◆ Your instructions ◆
Give back only the lines in the records below from the one with "king costume in" to the one with "the white glove", both inclusive, word for word.

Exercise input section start

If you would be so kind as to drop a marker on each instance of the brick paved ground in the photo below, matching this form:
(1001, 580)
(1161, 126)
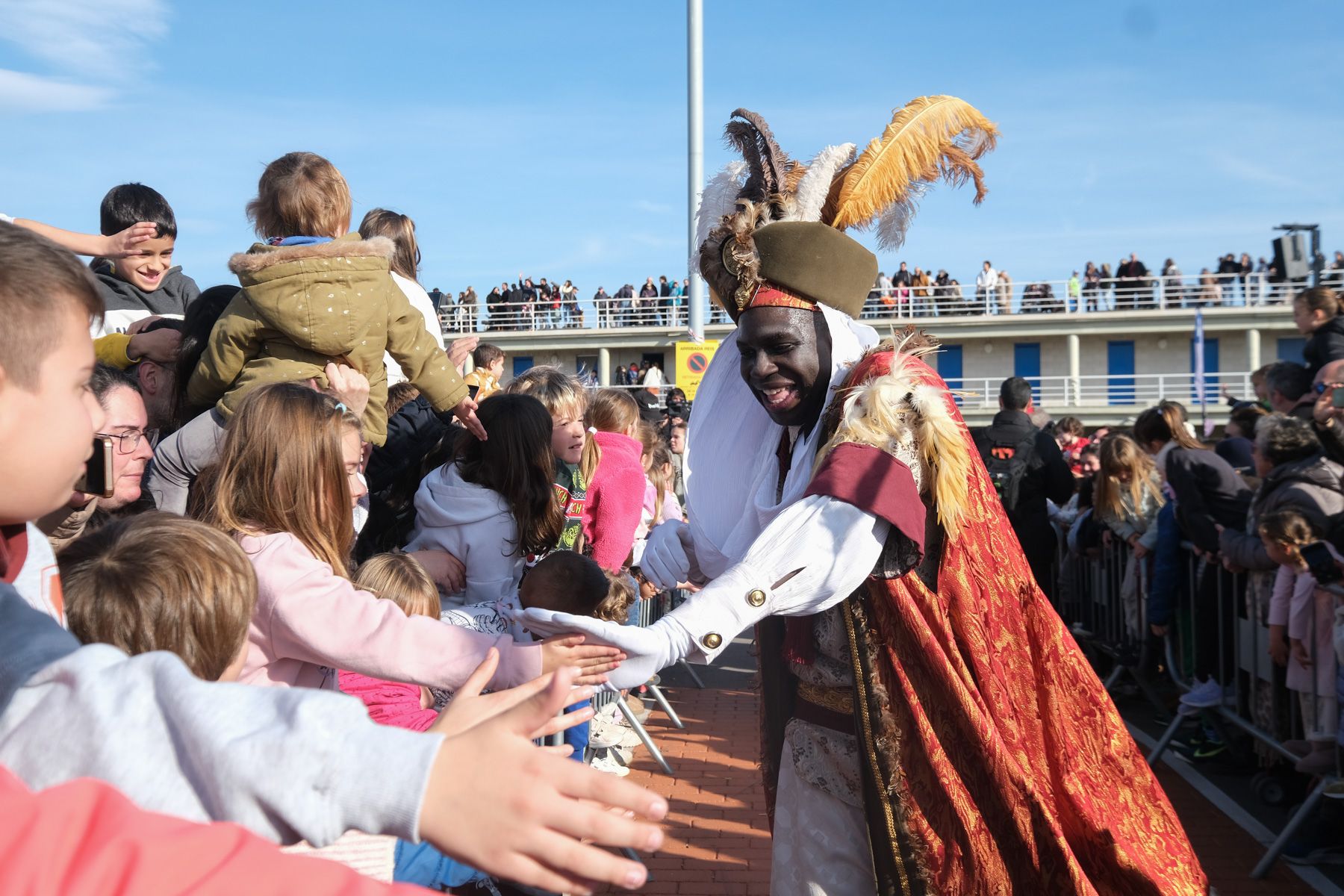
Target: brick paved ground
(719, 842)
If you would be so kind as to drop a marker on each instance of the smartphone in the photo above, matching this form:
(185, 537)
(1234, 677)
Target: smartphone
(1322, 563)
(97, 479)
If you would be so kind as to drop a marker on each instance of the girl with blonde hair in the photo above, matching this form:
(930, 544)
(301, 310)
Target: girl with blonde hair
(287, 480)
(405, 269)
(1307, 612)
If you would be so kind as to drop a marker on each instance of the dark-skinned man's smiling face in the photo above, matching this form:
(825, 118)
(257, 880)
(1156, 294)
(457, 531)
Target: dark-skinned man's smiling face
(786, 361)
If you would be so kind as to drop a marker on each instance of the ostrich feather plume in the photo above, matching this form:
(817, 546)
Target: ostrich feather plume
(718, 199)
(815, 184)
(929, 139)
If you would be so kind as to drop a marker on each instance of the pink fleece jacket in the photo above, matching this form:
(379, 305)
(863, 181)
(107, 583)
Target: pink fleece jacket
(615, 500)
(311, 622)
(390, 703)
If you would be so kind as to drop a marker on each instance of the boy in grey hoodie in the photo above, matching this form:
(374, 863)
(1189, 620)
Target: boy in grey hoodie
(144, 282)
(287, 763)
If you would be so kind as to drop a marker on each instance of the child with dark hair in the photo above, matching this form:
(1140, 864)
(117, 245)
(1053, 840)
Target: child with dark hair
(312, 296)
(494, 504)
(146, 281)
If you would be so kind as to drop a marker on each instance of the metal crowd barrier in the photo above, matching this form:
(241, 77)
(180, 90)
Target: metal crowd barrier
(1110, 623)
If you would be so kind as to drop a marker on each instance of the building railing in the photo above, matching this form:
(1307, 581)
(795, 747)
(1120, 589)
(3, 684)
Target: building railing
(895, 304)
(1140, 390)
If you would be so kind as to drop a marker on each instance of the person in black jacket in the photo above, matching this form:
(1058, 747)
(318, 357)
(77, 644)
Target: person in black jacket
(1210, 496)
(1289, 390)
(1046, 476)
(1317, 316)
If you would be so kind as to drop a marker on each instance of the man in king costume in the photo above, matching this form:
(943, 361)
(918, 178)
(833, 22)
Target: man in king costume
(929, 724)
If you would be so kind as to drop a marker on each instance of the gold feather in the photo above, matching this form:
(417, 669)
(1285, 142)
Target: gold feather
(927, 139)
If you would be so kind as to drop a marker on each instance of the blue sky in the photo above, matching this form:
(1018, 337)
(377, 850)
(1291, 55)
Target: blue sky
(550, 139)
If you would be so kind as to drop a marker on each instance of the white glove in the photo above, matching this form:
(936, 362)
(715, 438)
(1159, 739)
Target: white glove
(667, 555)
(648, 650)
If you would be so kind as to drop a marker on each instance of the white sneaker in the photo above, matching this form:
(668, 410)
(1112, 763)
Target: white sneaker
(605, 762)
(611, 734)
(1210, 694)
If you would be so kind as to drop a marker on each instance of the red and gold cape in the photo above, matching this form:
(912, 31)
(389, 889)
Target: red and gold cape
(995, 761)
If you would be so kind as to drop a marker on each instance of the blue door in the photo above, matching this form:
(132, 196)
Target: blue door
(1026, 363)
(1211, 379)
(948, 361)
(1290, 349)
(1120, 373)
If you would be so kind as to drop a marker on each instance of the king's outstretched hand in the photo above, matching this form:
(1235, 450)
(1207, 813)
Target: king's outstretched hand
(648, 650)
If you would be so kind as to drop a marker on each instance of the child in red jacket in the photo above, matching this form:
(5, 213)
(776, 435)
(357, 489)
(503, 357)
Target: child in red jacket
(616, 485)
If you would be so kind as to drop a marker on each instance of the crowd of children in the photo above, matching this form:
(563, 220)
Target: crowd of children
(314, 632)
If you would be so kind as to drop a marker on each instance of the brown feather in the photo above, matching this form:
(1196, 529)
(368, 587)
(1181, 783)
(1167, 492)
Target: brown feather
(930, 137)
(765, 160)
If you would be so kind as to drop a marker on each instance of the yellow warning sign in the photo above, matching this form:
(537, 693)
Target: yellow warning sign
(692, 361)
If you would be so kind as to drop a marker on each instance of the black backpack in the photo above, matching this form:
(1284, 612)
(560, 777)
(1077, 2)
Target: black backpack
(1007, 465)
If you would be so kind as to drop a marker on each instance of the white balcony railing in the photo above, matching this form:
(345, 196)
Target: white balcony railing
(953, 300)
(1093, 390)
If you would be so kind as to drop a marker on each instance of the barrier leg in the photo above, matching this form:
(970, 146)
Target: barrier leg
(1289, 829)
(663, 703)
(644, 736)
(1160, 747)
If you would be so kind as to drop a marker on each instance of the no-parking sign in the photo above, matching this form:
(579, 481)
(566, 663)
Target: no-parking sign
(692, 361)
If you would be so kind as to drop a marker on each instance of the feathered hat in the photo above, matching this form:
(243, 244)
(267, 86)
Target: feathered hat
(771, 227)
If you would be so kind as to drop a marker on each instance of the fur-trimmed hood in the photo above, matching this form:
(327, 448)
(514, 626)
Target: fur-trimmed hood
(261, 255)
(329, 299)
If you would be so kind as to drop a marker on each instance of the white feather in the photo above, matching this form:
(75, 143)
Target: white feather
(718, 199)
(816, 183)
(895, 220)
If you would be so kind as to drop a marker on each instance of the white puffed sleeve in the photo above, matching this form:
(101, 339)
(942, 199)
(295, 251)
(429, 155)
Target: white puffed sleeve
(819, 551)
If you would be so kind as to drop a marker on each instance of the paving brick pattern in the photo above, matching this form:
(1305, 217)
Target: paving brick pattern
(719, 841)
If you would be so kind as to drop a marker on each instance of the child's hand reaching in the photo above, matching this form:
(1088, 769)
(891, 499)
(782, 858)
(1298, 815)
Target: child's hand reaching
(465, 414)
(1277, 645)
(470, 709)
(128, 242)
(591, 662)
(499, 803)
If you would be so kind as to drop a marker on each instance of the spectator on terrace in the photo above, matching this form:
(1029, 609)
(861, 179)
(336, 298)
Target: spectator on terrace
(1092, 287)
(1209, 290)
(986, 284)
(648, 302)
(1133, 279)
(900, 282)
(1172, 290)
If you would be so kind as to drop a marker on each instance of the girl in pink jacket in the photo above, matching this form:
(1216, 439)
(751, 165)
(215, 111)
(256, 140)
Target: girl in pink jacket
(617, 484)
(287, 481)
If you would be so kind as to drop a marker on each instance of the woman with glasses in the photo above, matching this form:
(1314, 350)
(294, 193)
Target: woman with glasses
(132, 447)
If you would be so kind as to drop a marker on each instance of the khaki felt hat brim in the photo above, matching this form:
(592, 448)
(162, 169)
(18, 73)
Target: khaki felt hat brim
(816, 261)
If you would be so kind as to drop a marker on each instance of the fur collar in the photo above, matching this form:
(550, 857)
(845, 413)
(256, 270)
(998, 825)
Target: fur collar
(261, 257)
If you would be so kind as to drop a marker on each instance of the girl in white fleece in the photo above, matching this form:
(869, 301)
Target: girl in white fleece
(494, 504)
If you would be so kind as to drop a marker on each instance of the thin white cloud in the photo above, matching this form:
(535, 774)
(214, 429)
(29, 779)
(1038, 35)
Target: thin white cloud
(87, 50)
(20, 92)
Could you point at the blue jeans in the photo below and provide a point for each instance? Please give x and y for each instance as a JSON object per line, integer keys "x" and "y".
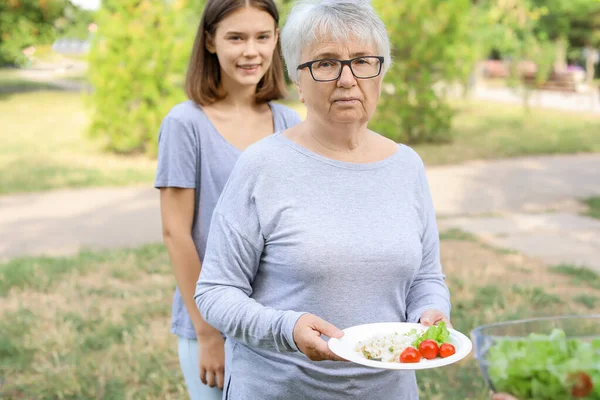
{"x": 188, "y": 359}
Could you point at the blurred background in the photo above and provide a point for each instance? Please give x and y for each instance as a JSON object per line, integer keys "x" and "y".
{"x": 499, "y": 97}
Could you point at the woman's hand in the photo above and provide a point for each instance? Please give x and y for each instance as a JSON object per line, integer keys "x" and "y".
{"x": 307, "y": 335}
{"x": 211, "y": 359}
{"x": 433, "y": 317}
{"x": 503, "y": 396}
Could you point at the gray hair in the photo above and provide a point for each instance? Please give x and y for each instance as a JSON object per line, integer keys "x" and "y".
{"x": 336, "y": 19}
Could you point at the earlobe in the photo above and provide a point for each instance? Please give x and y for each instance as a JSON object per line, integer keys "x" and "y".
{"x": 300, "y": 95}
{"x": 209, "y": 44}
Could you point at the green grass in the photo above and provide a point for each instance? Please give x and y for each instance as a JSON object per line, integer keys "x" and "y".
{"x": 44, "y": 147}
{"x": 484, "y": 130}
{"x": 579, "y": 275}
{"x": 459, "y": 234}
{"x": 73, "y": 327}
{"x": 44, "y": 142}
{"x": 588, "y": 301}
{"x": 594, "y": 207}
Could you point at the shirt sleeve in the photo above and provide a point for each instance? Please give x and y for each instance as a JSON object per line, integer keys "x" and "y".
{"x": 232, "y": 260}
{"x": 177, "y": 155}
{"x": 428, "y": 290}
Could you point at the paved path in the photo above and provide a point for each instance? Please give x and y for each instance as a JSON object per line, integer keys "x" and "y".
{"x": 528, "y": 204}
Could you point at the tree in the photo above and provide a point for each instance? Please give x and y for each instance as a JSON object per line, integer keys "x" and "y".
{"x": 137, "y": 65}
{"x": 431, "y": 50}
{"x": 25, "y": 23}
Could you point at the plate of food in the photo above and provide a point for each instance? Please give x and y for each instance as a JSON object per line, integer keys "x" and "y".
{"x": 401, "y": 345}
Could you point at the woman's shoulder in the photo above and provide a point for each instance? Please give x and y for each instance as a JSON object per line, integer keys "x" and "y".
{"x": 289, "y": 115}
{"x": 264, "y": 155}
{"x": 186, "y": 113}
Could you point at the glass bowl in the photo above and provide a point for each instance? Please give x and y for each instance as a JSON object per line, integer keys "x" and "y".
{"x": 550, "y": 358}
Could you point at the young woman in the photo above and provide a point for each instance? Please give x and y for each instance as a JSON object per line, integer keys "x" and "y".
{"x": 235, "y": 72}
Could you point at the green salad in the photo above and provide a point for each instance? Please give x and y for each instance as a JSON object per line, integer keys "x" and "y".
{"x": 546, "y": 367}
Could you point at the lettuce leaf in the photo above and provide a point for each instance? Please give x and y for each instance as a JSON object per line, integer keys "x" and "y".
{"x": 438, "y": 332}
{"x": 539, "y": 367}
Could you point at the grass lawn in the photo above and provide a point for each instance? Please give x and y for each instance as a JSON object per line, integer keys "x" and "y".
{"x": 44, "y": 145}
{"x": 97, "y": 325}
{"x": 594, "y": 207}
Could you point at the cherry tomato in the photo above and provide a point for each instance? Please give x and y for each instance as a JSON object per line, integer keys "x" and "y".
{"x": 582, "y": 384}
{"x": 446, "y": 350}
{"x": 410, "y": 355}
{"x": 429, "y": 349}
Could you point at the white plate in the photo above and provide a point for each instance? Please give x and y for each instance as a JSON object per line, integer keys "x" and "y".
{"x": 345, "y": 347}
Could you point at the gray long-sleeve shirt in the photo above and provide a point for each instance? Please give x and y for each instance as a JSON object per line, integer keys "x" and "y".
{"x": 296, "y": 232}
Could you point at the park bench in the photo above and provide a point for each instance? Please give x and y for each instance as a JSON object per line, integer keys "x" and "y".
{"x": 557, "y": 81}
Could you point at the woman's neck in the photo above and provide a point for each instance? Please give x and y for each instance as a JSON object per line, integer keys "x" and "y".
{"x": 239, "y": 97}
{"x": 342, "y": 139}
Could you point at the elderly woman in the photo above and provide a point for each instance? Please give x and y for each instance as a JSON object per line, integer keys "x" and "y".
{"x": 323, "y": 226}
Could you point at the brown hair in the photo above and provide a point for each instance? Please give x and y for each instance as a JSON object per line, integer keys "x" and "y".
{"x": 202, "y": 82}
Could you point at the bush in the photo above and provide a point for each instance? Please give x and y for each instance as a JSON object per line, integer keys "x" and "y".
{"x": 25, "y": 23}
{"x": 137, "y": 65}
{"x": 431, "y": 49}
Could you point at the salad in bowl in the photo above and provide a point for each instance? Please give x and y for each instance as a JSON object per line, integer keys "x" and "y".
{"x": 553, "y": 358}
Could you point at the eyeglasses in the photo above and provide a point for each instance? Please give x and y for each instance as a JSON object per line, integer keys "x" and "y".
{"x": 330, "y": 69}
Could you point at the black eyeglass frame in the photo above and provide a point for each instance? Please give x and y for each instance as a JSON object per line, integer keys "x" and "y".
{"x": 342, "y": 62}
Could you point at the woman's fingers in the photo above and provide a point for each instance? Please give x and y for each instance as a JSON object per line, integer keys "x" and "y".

Exercise input section end

◆ The answer ◆
If you would be so kind as to drop a marker on each instance of the man in king costume in the photo above, matching this form:
(943, 361)
(918, 178)
(833, 22)
Target: man in king costume
(929, 724)
If you would be so kind as to drop a marker on each instance of the gold feather in the photo above, matching this form:
(417, 669)
(1285, 142)
Target: gold feather
(927, 139)
If you would be so kind as to drop a marker on each instance of the blue sky in the photo above, matching this form:
(1018, 337)
(377, 850)
(1291, 55)
Target: blue sky
(550, 139)
If you would be so kind as to drop a marker on each instance of the white glove in the photo above, matching this form:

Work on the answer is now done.